## SUPPLIED RECORDS:
________

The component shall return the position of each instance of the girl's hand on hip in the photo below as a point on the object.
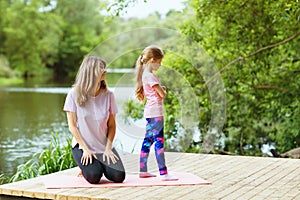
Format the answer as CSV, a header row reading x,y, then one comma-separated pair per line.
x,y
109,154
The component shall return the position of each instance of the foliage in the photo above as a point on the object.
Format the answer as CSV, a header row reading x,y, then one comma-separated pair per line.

________

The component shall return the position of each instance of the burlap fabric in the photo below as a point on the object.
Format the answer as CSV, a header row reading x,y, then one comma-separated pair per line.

________

## TASK BRIEF:
Locate the word "below" in the records and collect each line it appears in.

## EXERCISE RESPONSE:
The component shall return the position of each instance of the girl's hand on hip in the photo below as a point on the object.
The component shall return the position of each instance of the burlap fabric in the photo below as a point on the object.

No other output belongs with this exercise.